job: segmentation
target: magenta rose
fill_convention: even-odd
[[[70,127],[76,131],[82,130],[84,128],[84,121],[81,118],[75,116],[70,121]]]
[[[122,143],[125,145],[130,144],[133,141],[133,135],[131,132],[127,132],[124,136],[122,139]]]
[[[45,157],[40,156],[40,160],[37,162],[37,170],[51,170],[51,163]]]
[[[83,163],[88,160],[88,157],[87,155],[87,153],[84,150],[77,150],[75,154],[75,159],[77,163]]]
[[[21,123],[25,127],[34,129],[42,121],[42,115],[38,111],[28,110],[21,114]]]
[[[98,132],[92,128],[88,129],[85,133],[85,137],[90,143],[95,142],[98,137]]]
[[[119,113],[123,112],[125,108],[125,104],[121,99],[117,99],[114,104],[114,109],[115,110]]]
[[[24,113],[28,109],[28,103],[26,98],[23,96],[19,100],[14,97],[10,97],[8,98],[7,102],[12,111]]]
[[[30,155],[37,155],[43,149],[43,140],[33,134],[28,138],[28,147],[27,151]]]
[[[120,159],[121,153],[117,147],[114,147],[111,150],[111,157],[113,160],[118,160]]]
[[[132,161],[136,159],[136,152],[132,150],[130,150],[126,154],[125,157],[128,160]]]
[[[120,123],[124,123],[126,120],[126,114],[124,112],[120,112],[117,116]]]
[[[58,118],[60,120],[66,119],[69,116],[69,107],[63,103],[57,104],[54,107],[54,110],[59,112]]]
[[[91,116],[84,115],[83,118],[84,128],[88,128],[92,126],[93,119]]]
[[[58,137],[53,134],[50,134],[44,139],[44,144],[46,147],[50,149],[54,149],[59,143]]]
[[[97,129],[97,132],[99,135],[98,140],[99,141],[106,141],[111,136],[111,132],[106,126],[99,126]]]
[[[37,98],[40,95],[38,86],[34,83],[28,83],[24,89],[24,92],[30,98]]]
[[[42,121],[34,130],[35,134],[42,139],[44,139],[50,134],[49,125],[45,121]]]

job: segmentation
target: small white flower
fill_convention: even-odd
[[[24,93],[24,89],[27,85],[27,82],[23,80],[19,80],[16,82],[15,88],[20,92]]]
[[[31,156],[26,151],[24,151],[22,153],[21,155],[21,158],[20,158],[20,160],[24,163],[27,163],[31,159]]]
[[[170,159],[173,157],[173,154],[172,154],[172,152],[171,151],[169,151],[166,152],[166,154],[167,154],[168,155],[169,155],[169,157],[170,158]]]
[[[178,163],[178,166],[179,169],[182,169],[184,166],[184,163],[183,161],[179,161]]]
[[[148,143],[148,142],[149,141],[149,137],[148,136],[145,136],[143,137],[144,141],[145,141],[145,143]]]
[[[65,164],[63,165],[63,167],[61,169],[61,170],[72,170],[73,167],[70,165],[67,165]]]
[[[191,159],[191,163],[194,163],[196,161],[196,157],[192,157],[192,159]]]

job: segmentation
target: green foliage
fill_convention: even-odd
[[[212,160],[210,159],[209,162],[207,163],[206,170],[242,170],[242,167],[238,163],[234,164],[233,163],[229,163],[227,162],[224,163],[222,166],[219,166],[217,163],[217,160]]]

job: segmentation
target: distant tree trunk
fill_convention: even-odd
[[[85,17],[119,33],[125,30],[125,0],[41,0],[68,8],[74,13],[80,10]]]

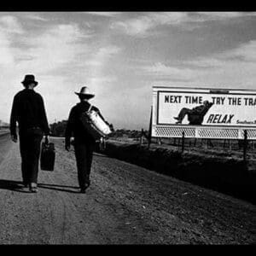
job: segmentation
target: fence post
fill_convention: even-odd
[[[243,160],[247,164],[247,131],[244,131],[244,140],[243,140]]]
[[[185,132],[183,131],[183,137],[182,137],[182,153],[184,152],[184,144],[185,144]]]
[[[143,136],[144,136],[144,131],[143,129],[142,129],[142,131],[141,131],[141,139],[140,139],[140,144],[143,144]]]
[[[148,148],[150,148],[151,139],[152,139],[152,136],[151,136],[151,134],[152,134],[152,116],[153,116],[153,106],[151,106],[150,119],[149,119]]]

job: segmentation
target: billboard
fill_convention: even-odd
[[[168,137],[168,127],[192,137],[241,138],[245,129],[256,137],[256,90],[153,87],[153,137]]]

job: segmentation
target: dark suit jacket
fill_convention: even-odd
[[[10,116],[10,133],[17,137],[16,122],[22,133],[29,128],[39,127],[45,135],[49,134],[43,97],[33,90],[24,89],[14,98]]]
[[[88,111],[90,106],[90,104],[89,102],[81,102],[72,108],[65,131],[66,144],[68,145],[70,143],[70,138],[73,135],[75,140],[79,143],[90,144],[94,144],[96,143],[93,137],[86,131],[82,121],[80,120],[82,113]],[[106,122],[97,108],[92,106],[92,110],[96,111],[102,119]]]

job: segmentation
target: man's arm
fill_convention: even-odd
[[[44,99],[42,96],[40,96],[41,99],[41,122],[42,122],[42,128],[43,131],[45,136],[49,135],[49,124],[48,124],[48,119],[47,119],[47,115],[46,115],[46,111],[44,108]]]
[[[73,131],[73,123],[75,119],[75,111],[74,108],[72,108],[69,113],[69,117],[65,131],[65,148],[69,151],[70,148],[70,138]]]
[[[18,106],[17,106],[17,97],[15,96],[14,101],[13,101],[13,106],[12,106],[12,110],[11,110],[11,115],[10,115],[10,125],[9,125],[9,130],[10,130],[10,134],[12,140],[16,143],[17,142],[17,131],[16,131],[16,122],[18,120]]]

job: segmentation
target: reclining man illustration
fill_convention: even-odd
[[[21,84],[25,89],[18,92],[13,101],[10,135],[12,141],[17,143],[18,122],[23,184],[30,192],[37,193],[41,141],[44,134],[48,142],[49,128],[44,99],[34,90],[38,84],[35,76],[26,74]]]
[[[207,114],[210,108],[213,105],[212,102],[209,102],[208,101],[204,101],[203,105],[195,107],[192,109],[183,108],[179,112],[177,117],[174,117],[177,121],[176,124],[182,124],[185,116],[188,116],[188,119],[189,121],[189,125],[201,125],[204,116]]]

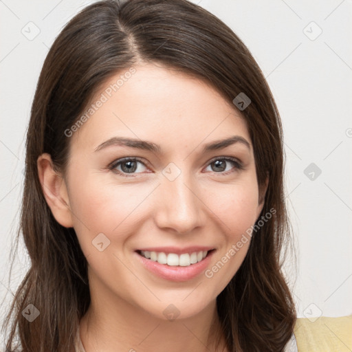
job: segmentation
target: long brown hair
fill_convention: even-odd
[[[281,272],[280,253],[289,239],[289,226],[279,114],[242,41],[216,16],[186,0],[97,2],[74,16],[52,46],[38,82],[26,142],[20,231],[30,267],[6,320],[10,328],[6,351],[74,350],[80,319],[90,303],[87,261],[74,230],[54,218],[36,161],[48,153],[56,169],[63,172],[70,141],[65,131],[102,83],[138,60],[206,80],[231,104],[241,93],[250,98],[241,113],[253,144],[258,187],[269,176],[261,216],[272,217],[254,232],[243,264],[217,298],[217,310],[229,351],[283,351],[293,333],[296,312]],[[21,314],[30,304],[40,311],[32,322]]]

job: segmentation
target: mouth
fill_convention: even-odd
[[[210,255],[215,250],[190,251],[188,252],[176,254],[167,252],[138,250],[136,252],[142,257],[159,264],[167,265],[170,267],[189,267]]]

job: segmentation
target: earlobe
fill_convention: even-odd
[[[66,184],[63,177],[54,170],[50,155],[45,153],[40,155],[37,167],[43,194],[54,217],[63,226],[73,227]]]

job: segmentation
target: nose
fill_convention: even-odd
[[[182,170],[173,180],[162,176],[154,210],[157,226],[179,234],[188,234],[204,226],[206,206],[196,181]]]

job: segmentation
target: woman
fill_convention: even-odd
[[[219,19],[88,6],[48,53],[26,147],[7,351],[296,350],[281,124]]]

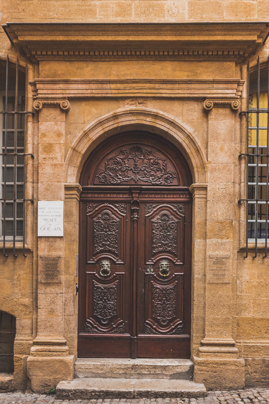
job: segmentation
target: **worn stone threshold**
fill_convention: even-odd
[[[75,363],[76,377],[189,380],[193,372],[190,359],[78,358]]]
[[[0,392],[13,390],[13,375],[0,372]]]
[[[139,398],[204,397],[204,385],[190,380],[78,378],[61,381],[56,396],[62,399]]]

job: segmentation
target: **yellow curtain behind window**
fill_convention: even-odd
[[[267,92],[260,93],[260,108],[267,109],[268,105],[268,93]],[[249,108],[257,108],[257,94],[252,94],[249,96]],[[267,145],[267,130],[261,129],[263,127],[267,127],[267,114],[260,113],[259,114],[259,145]],[[257,114],[249,114],[248,115],[249,126],[256,126],[256,125]],[[254,146],[256,144],[256,129],[249,129],[248,131],[248,145]]]

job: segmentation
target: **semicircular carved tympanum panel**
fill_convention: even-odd
[[[103,159],[96,170],[94,185],[178,185],[173,163],[152,147],[130,145],[119,147]]]

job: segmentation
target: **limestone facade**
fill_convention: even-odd
[[[238,202],[246,194],[238,156],[246,146],[239,113],[246,64],[254,70],[259,55],[266,66],[268,2],[12,0],[2,9],[1,62],[8,54],[27,63],[35,112],[27,256],[20,242],[17,257],[8,242],[8,257],[0,256],[0,310],[16,318],[14,388],[43,392],[73,377],[80,173],[98,145],[127,130],[168,139],[192,173],[194,381],[210,389],[268,383],[269,263],[262,243],[256,258],[251,244],[244,258],[246,206]],[[38,200],[64,201],[63,238],[38,237]],[[43,283],[39,257],[52,250],[60,282]],[[229,255],[230,282],[209,281],[216,254]]]

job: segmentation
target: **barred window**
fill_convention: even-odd
[[[247,133],[247,229],[246,254],[248,243],[265,245],[267,256],[269,234],[269,126],[268,121],[268,65],[261,68],[258,58],[256,69],[250,74],[248,66],[248,118]]]
[[[22,241],[25,253],[26,73],[10,64],[0,65],[0,237],[3,243]]]

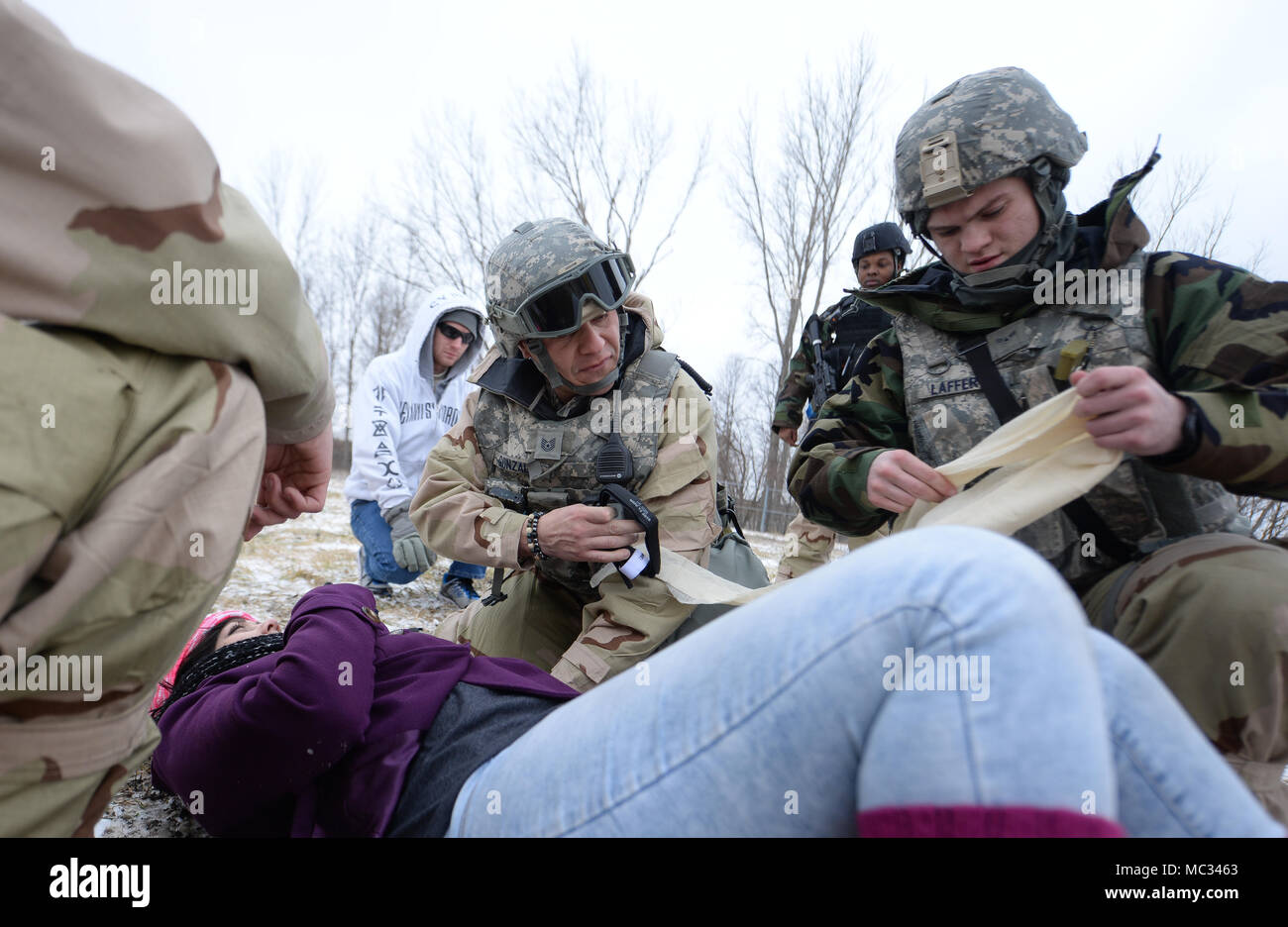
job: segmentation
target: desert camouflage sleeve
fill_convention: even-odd
[[[300,282],[196,126],[138,81],[0,3],[0,313],[243,367],[268,440],[330,424]],[[19,220],[21,219],[21,220]]]
[[[675,403],[667,403],[657,465],[639,497],[661,523],[661,546],[706,566],[707,548],[720,534],[715,416],[688,373],[676,377],[670,398]],[[693,413],[679,416],[681,404]],[[600,583],[601,597],[582,613],[587,631],[550,671],[555,679],[586,691],[653,653],[693,610],[659,579],[640,577],[627,590],[618,573]]]
[[[483,492],[487,467],[474,436],[479,394],[465,398],[461,418],[425,460],[411,501],[411,521],[435,554],[480,566],[519,569],[519,541],[527,516]]]
[[[1197,447],[1149,462],[1288,498],[1288,283],[1160,252],[1150,258],[1145,312],[1164,385],[1200,412]]]
[[[891,515],[868,502],[868,469],[882,451],[912,451],[903,355],[894,330],[869,344],[845,389],[828,399],[788,469],[788,491],[810,521],[871,534]]]
[[[814,394],[814,358],[805,336],[787,363],[787,377],[774,402],[774,421],[770,427],[800,427],[805,415],[805,403]]]

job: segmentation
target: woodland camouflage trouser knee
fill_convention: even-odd
[[[1288,824],[1288,551],[1238,534],[1170,545],[1082,599]]]
[[[582,633],[582,604],[568,590],[524,570],[506,583],[496,605],[470,603],[434,630],[435,637],[469,644],[477,654],[518,657],[550,672]]]
[[[222,363],[3,317],[0,380],[0,836],[88,836],[232,570],[263,400]]]
[[[889,533],[890,529],[882,527],[880,530],[866,537],[837,536],[831,528],[814,524],[797,512],[796,518],[787,525],[787,543],[783,547],[783,556],[778,561],[778,572],[774,574],[774,582],[795,579],[796,577],[805,576],[817,566],[827,564],[832,559],[832,546],[836,543],[837,537],[844,537],[853,551],[869,541],[886,537]]]

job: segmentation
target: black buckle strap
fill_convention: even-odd
[[[967,344],[974,339],[978,339],[975,344]],[[997,370],[997,364],[993,363],[993,355],[988,350],[988,339],[980,335],[963,335],[958,339],[957,346],[970,364],[970,368],[975,372],[975,379],[979,380],[988,404],[993,407],[993,412],[997,413],[1002,425],[1019,416],[1023,409],[1007,388],[1006,381],[1002,380],[1002,373]],[[1100,514],[1091,507],[1086,498],[1079,496],[1073,502],[1061,506],[1060,511],[1073,521],[1079,534],[1090,533],[1096,538],[1100,548],[1114,560],[1130,563],[1135,559],[1135,551],[1114,534],[1113,529],[1105,524],[1105,520],[1100,518]]]
[[[493,566],[492,568],[492,592],[491,592],[491,595],[488,595],[487,599],[484,599],[482,603],[479,603],[483,608],[488,608],[491,605],[496,605],[497,603],[504,603],[506,599],[510,597],[505,592],[501,591],[501,583],[504,583],[504,582],[505,582],[505,570],[501,569],[500,566]]]
[[[657,572],[662,568],[662,550],[657,537],[657,515],[649,511],[648,506],[644,505],[639,496],[632,493],[626,487],[620,487],[616,483],[609,483],[600,488],[599,501],[601,505],[611,505],[613,502],[620,503],[622,506],[623,518],[639,521],[640,527],[644,529],[644,545],[648,550],[648,564],[643,570],[640,570],[639,574],[657,576]],[[622,564],[616,565],[620,568]],[[627,588],[629,587],[630,583],[627,583]]]

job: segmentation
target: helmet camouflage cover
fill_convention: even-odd
[[[1086,152],[1086,134],[1028,71],[1002,67],[967,75],[922,103],[899,131],[899,215],[920,234],[936,206],[1037,158],[1068,169]]]
[[[488,321],[506,353],[513,354],[524,339],[540,337],[519,313],[526,299],[546,283],[620,254],[571,219],[526,221],[506,236],[488,256],[486,283]],[[587,301],[582,319],[601,312]]]
[[[894,223],[877,223],[859,232],[854,237],[854,256],[850,263],[858,264],[868,255],[880,251],[894,252],[896,265],[903,264],[903,259],[908,256],[908,239],[903,237],[903,232]]]

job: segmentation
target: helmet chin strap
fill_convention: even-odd
[[[558,397],[554,397],[554,391],[559,386],[571,390],[576,395],[596,397],[601,395],[614,382],[617,382],[617,377],[621,376],[622,371],[622,348],[626,344],[626,326],[627,326],[626,312],[625,310],[620,312],[618,317],[620,318],[618,318],[618,333],[617,333],[617,366],[613,367],[611,371],[608,371],[608,373],[603,379],[596,380],[589,386],[574,386],[573,384],[564,380],[563,375],[560,375],[558,368],[555,368],[555,362],[551,360],[550,353],[546,350],[546,346],[541,344],[541,339],[527,340],[528,351],[532,354],[532,362],[537,364],[537,370],[540,370],[541,375],[546,379],[546,382],[550,385],[551,397],[555,398],[556,402]]]

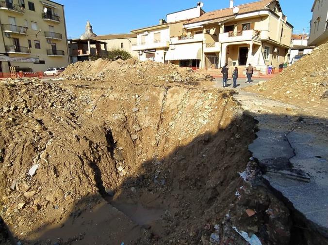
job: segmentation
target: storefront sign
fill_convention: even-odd
[[[154,53],[156,51],[156,49],[146,49],[144,50],[144,53]]]
[[[8,62],[30,62],[31,63],[38,63],[39,58],[25,58],[25,57],[10,57],[9,56],[0,56],[0,61]]]

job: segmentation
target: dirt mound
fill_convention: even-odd
[[[307,107],[328,107],[328,43],[314,48],[276,77],[245,89]]]
[[[188,68],[133,59],[111,61],[99,59],[94,61],[77,62],[69,65],[61,75],[66,79],[88,81],[122,80],[152,82],[157,81],[186,82],[212,79],[211,77],[194,72]]]
[[[288,244],[288,209],[251,184],[255,122],[231,93],[111,79],[0,83],[0,210],[17,241],[243,244],[236,226]]]

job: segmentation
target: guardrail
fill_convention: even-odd
[[[64,56],[65,55],[65,52],[64,51],[64,50],[47,49],[47,54],[48,55],[60,55]]]
[[[28,47],[17,46],[14,45],[6,46],[6,52],[15,52],[15,53],[30,53],[30,49]]]
[[[63,39],[63,36],[61,33],[51,32],[51,31],[45,31],[45,37],[46,38],[51,38],[61,40]]]
[[[49,15],[49,14],[42,14],[42,18],[43,19],[51,19],[55,21],[60,21],[60,17],[59,16],[54,15]]]
[[[27,34],[27,28],[23,26],[10,25],[9,24],[2,24],[2,30],[4,31],[9,31],[24,34]]]

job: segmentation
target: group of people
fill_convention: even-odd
◇ ◇ ◇ ◇ ◇
> [WRITTEN INSTRUCTION] Count how many lines of the records above contain the string "camouflage", treating uppercase and lowercase as different. Reply with the number alone.

> [COMPLETE RESPONSE] 3